Extract provided:

Last update: June 25th, 2019 at 3:00 pm
From farms and forests to wetlands and urban areas, southern Florida packs many diverse landscapes into a relatively small area. The dense Miami-Fort Lauderdale urban corridor lines the Atlantic Coast with block after block of silver in this scene acquired by the Landsat 5 satellite on November 10, 2011. The wetlands of the Everglades fill the southwestern quadrant of the image, a combination of muddy water (brown) and clear water (black). Green squares in the top center portion of the image are farms, and the uneven patches of dark green in the upper right are forests.
Viewing the scene in a different light reveals features that are difficult to see in visible light, such as the role of fire in managing agriculture. The image below combines green, near infrared, and shortwave infrared light. In this false-color band combination, plant-covered land is bright green, water is black, and bare earth ranges from tan to pink. Newly burned farmland is dark red, while older burns are lighter red. Much of the farmland in this area is used to grow sugar cane. Farmers burn the crop before harvest to remove leaves from the canes. Because burned land stands out so vividly in this kind of false-color image, it is possible to see how extensively farmers rely on fire in this region.

Source data:

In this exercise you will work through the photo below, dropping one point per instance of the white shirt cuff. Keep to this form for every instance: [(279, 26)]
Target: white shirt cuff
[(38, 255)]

What this exercise asks:
#1 Retype the passage of the southern Florida Landsat text between "Last update: June" and "right are forests.", inclusive.
#2 According to the southern Florida Landsat text, on what date did Landsat 5 acquire the scene?
#3 Turn the paragraph of the southern Florida Landsat text that begins "Viewing the scene in a different light" into a brief list of its main facts.
The material was drawn from a different source than the text.

Outputs by task:
#1
Last update: June 25th, 2019 at 3:00 pm
From farms and forests to wetlands and urban areas, southern Florida packs many diverse landscapes into a relatively small area. The dense Miami-Fort Lauderdale urban corridor lines the Atlantic Coast with block after block of silver in this scene acquired by the Landsat 5 satellite on November 10, 2011. The wetlands of the Everglades fill the southwestern quadrant of the image, a combination of muddy water (brown) and clear water (black). Green squares in the top center portion of the image are farms, and the uneven patches of dark green in the upper right are forests.

#2 November 10, 2011.

#3
- Viewing the scene in other light shows features hard to see in visible light, such as fire's role in managing agriculture.
- The second image combines green, near infrared, and shortwave infrared light.
- In this false-color combination, plant-covered land is bright green, water is black, and bare earth is tan to pink.
- Newly burned farmland is dark red, and older burns are lighter red.
- Much of the area's farmland grows sugar cane, which farmers burn before harvest to remove leaves from the canes.
- Because burned land stands out so vividly, the image shows how extensively farmers in the region rely on fire.